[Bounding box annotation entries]
==============================

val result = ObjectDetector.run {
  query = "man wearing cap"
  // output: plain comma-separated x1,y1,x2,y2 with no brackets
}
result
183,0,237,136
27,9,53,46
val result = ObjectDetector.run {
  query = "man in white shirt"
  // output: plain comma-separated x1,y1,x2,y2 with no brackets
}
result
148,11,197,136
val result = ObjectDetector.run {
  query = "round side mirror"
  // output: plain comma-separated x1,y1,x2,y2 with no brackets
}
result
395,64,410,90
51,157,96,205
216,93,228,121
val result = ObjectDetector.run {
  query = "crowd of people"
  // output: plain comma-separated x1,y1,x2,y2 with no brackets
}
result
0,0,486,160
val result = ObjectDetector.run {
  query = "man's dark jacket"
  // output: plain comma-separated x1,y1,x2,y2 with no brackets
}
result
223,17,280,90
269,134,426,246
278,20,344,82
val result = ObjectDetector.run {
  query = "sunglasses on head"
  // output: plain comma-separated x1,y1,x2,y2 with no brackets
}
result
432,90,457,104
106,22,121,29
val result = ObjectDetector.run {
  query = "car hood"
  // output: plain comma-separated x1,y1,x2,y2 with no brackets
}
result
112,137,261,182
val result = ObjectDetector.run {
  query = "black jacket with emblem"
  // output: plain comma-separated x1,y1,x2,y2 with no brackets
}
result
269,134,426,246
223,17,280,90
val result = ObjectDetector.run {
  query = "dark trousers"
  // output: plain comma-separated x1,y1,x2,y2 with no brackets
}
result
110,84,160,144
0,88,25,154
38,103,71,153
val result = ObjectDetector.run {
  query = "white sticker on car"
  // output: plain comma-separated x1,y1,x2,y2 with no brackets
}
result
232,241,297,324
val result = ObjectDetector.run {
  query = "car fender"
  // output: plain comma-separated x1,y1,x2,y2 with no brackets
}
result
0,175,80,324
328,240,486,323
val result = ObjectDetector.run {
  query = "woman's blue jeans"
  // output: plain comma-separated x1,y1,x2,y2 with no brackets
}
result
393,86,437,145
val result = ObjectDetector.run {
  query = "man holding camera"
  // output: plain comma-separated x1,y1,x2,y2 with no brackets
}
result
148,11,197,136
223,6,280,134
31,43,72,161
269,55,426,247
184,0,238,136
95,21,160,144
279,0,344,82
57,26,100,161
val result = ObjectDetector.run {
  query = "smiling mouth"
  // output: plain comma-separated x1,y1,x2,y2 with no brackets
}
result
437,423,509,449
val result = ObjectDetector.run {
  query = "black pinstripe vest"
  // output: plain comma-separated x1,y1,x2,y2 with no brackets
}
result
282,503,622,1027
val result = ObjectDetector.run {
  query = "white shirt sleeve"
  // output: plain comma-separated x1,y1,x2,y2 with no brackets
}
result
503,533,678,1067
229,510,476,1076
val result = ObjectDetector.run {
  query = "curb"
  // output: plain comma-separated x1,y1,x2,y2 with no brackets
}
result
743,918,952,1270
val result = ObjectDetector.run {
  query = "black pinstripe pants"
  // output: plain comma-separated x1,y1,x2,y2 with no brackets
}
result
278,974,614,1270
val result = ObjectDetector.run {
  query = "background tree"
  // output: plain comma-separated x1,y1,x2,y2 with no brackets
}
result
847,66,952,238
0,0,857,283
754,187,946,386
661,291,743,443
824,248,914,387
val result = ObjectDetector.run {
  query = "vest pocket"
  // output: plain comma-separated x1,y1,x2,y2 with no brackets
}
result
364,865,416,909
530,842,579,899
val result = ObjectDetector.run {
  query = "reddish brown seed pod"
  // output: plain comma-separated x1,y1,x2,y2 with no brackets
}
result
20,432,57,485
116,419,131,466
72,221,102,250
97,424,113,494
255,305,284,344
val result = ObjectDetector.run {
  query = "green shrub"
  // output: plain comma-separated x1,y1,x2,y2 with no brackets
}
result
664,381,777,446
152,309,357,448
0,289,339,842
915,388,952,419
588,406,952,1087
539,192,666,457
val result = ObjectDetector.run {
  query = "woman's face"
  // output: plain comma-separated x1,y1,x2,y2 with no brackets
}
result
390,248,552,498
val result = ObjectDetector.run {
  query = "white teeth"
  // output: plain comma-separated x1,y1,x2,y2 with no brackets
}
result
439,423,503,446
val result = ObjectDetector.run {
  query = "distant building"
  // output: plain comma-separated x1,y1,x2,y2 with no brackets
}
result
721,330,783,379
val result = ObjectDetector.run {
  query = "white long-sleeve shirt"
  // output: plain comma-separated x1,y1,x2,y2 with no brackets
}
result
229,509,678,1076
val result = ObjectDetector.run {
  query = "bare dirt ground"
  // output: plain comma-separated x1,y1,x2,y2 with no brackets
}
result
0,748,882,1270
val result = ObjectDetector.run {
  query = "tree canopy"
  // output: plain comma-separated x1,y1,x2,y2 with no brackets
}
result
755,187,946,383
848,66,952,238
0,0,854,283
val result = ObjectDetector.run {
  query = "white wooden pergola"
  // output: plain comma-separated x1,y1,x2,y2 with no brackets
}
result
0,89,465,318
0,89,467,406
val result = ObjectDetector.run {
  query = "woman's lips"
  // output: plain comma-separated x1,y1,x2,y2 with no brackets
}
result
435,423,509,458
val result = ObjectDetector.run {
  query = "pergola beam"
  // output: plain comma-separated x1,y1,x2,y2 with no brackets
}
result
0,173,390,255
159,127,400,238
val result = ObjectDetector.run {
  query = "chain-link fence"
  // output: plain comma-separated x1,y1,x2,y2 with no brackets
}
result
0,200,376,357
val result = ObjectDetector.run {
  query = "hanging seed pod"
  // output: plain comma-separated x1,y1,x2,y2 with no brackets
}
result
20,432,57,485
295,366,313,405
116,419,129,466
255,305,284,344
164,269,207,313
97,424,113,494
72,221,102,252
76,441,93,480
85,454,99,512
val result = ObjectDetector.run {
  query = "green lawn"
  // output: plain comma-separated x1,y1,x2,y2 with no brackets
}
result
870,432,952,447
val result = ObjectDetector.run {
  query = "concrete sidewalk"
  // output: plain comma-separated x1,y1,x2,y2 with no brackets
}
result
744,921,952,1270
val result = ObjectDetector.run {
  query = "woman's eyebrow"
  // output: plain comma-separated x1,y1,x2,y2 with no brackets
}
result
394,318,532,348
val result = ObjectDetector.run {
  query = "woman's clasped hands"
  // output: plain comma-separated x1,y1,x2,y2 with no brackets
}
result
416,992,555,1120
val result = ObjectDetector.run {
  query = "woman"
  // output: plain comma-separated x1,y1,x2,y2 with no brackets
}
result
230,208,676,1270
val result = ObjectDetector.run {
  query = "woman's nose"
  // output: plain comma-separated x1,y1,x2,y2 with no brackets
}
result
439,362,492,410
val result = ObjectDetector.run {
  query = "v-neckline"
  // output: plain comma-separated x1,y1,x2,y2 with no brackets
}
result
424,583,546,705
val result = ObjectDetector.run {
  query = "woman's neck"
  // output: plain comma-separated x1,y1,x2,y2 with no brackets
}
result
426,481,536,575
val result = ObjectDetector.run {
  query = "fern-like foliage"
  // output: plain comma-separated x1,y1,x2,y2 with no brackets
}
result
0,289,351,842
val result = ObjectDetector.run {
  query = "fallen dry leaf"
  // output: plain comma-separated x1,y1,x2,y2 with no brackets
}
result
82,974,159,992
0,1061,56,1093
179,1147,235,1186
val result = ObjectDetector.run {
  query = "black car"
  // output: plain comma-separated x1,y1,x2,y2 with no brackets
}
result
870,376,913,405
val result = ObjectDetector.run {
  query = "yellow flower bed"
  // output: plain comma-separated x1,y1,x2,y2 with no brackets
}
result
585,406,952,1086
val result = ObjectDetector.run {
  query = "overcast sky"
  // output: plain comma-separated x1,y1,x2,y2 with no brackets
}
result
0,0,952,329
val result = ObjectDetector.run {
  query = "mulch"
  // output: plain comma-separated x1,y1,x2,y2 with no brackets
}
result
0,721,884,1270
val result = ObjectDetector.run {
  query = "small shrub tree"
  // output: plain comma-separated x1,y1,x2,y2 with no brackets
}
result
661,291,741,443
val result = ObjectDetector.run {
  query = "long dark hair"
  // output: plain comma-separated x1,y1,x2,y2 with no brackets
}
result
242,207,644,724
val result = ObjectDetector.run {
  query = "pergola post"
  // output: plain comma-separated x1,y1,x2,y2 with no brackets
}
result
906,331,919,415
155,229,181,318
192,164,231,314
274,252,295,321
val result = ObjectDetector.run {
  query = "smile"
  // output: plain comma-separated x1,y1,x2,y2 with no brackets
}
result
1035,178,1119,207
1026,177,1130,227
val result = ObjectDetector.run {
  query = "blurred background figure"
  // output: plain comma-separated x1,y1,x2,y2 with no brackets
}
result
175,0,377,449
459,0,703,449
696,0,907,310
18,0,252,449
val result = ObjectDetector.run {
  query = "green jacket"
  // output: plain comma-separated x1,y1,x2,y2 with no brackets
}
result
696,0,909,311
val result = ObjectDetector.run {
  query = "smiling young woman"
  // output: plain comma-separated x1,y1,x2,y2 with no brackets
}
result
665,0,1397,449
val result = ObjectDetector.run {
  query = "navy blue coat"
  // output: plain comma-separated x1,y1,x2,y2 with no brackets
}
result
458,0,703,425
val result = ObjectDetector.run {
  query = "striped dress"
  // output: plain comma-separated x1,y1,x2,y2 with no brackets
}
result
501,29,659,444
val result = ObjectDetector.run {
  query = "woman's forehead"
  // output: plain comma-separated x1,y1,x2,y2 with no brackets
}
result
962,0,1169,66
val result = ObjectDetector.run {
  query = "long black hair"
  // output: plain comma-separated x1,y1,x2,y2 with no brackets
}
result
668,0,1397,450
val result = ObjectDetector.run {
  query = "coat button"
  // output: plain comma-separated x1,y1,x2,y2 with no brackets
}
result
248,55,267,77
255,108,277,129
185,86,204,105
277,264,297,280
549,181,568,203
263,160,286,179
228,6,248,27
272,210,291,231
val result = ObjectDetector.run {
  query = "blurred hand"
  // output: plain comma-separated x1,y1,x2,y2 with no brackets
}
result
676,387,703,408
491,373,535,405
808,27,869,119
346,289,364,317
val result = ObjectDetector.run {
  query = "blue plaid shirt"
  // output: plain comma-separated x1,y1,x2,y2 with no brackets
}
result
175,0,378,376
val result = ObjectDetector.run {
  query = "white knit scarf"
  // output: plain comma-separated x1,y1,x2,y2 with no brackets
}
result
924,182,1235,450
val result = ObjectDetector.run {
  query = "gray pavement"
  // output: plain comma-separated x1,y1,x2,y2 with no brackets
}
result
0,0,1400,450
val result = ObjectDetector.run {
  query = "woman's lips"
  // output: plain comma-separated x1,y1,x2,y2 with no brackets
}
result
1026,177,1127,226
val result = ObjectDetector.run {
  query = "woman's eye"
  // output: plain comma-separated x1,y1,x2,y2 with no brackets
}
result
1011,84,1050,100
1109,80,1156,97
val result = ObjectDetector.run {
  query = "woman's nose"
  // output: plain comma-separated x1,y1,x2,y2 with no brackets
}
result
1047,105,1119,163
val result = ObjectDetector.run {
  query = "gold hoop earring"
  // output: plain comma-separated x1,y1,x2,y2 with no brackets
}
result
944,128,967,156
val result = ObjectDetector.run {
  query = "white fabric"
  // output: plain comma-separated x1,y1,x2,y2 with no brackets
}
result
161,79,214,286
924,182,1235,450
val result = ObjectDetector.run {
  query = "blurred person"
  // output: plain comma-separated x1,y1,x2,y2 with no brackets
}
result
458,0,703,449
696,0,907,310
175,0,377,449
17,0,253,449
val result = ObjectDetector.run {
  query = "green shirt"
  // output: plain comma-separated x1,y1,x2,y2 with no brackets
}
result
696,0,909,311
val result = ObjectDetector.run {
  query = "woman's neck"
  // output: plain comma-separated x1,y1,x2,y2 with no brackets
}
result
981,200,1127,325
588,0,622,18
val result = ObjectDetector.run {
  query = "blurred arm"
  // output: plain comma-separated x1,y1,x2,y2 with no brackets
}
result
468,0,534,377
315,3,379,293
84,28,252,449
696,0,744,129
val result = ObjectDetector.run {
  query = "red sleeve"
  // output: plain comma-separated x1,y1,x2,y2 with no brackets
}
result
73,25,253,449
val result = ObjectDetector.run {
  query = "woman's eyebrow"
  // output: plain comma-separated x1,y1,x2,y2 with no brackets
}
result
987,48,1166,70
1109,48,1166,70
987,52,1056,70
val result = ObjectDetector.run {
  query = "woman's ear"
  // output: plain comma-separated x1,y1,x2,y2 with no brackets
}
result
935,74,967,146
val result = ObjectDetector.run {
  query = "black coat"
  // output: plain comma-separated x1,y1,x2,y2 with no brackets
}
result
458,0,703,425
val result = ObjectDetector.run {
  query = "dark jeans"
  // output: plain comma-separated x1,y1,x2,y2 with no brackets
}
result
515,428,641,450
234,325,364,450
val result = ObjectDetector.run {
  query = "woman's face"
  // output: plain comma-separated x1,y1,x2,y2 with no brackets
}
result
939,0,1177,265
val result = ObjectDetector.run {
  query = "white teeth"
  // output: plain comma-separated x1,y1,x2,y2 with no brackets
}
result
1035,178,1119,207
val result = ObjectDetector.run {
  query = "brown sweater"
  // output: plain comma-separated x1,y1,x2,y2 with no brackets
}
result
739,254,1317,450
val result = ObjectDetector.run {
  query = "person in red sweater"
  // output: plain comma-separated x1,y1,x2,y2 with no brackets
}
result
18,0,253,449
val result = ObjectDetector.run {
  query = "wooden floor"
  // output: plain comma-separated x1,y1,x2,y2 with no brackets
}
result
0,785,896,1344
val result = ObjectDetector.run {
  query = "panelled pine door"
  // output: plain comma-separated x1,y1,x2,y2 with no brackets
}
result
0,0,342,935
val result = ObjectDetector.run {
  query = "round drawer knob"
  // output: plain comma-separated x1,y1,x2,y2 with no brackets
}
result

==============================

> [WHAT YOU HAVE TO DO]: Can you print the listing unchanged, from its start through the line containing "112,137,261,182"?

> [EXERCISE ANSWER]:
val result = ObjectDetector.run {
  query = "man wearing cap"
  // output: plain comma-separated x1,y1,x2,y2 with no brackets
}
result
183,0,237,136
27,9,53,46
val result = ObjectDetector.run {
  query = "man in white shirt"
  // output: plain comma-separated x1,y1,x2,y2 with no brackets
}
result
148,11,197,136
val result = ObjectDetector.run {
  query = "round side mirror"
  // output: plain comma-separated x1,y1,x2,y2 with no brackets
}
result
395,64,410,90
51,157,96,205
216,93,228,121
val result = ObjectDetector.run {
  query = "crowd of people"
  // output: plain comma-separated x1,y1,x2,y2 with no brackets
}
result
0,0,486,160
val result = ObjectDetector.run {
  query = "man's dark jacket"
  // output: plain comma-separated x1,y1,x2,y2 with no brackets
}
result
223,17,280,90
269,134,426,246
278,20,344,82
val result = ObjectDetector.run {
  query = "sunglasses on head"
  // output: plain comma-separated x1,y1,x2,y2 with no brackets
}
result
432,90,457,104
106,22,121,29
val result = ObjectDetector.run {
  query = "car hood"
  // output: plain comma-separated x1,y1,x2,y2 with no brackets
}
result
112,137,261,182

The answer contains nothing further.